What is being asked:
Please repeat the data below with every "Planogram-check task" swapped for "Point-labeling task" and everything else unchanged. Leave out the pictures.

** Start of Raw data **

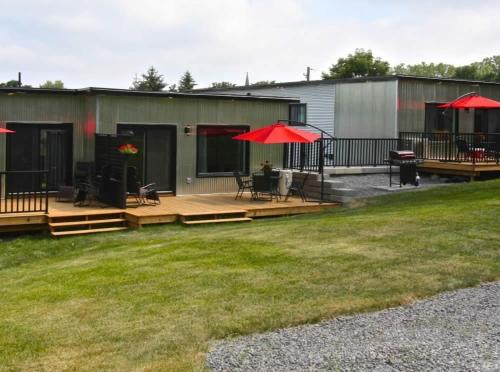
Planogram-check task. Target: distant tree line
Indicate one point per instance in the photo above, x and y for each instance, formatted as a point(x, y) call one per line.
point(153, 81)
point(362, 63)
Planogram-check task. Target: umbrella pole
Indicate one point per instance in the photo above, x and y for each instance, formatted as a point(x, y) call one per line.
point(321, 167)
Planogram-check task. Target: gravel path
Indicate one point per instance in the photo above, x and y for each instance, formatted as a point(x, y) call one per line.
point(454, 331)
point(378, 184)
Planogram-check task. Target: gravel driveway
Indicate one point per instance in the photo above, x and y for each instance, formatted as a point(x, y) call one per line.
point(454, 331)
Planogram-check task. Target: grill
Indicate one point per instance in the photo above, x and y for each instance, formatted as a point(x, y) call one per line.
point(407, 162)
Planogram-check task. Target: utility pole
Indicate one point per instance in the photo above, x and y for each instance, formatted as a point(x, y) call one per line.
point(308, 73)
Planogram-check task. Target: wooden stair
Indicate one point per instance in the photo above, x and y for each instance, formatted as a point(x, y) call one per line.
point(86, 223)
point(214, 217)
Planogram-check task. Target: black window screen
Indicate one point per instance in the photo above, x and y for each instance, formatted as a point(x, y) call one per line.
point(437, 119)
point(481, 121)
point(298, 112)
point(218, 154)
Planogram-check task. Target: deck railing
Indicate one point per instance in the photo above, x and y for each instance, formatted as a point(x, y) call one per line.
point(24, 191)
point(339, 152)
point(453, 147)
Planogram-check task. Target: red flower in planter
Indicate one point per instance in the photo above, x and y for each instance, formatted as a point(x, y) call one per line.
point(128, 149)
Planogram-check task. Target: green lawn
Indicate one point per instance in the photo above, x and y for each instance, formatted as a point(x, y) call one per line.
point(153, 299)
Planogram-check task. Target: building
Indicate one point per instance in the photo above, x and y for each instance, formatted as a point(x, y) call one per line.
point(381, 107)
point(184, 140)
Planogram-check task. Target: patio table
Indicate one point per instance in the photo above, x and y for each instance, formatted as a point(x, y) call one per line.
point(266, 184)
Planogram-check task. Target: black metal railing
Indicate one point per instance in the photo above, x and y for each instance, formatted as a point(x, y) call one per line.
point(339, 152)
point(453, 147)
point(24, 191)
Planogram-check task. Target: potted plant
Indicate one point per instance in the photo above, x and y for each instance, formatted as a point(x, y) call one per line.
point(128, 149)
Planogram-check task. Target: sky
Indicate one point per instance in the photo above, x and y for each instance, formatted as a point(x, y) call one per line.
point(105, 43)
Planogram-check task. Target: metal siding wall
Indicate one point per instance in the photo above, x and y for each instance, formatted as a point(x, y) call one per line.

** End of Raw data **

Final answer:
Point-labeling task. Target: distant tree line
Indicate one point per instance in the photo above, x and y for each instance, formatted as a point(x, y) call one per line.
point(153, 81)
point(362, 63)
Point-labeling task. Target: umbrella pole
Indicate one point per instance in the photo above, x and y for each instance, formatted as a point(x, y) call one per line.
point(321, 167)
Point-labeling task. Target: gravel path
Indicate one point per instance in the photo above, x and y for each instance, formatted as a point(x, y) call one per line.
point(454, 331)
point(378, 184)
Point-labeling task. Target: gravel driveway
Indicate one point per instance in the photo above, x and y for each instance, formatted as a point(x, y) call one per line.
point(454, 331)
Point-labeling task. Target: grill
Indicate one point per instance in the photo above, x and y for each instance, formatted as a point(x, y) call one per line.
point(407, 162)
Point-labeling task. Target: utility pole
Indicate one point per instance in the photo above, x and y for each instance, formatted as a point(x, y) call one per line.
point(308, 73)
Point-labeling task. Target: wooden stair
Indicate one point per instance in the photo above, x and y for each instance, formatted as a point(x, y) call one per line.
point(86, 223)
point(214, 217)
Point-labeling task. Target: black window screen
Indicate one point per instance in the photo above, x and y for each instance, formatted as a point(x, y) call one per line.
point(437, 119)
point(481, 121)
point(298, 112)
point(218, 154)
Point-labeling task. Target: deck railing
Indicate one point per instance in the photo above, x and y for each instance, formatted as a point(x, y) call one per line.
point(24, 191)
point(339, 152)
point(453, 147)
Point-labeling task. Target: red flower in planter
Indicate one point per instance in the photo above, x and y for each instance, formatted as a point(x, y) call one per line.
point(128, 149)
Point-labeling task. Target: green lawn
Indicate one point per instance in the photo above, x and y for each instance, formatted as a point(x, y) call one per line.
point(153, 299)
Point-labeling task. Target: building
Indicate one point per instance in the photo above, x and y for each instance, formatted as a point(x, y) call one per line.
point(381, 107)
point(184, 140)
Point-labeling task. Target: patio table
Indicate one point per instance in the photo above, x and y for each instance, formatted as a point(x, y) call one per line.
point(266, 184)
Point-labeling task. Target: black metal railing
Indicate one point per instance in the photo above, x and y for each instance, formatted as a point(x, y) call one per line.
point(339, 152)
point(453, 147)
point(24, 191)
Point-labeling task. Target: potted plant
Indicate one point per instance in the photo above, x and y for each instance, formatted as a point(x, y) call one per line.
point(128, 149)
Point-labeling task. Target: sky
Indicate one point per instance in the photo above, x and y for each instance, formatted as a point(x, y) call one per line.
point(105, 43)
Point-labeling task. Target: metal siding wall
Indicate one point per instance in the photo above, x and y for each instance, formatted as a point(x, y) call one per line.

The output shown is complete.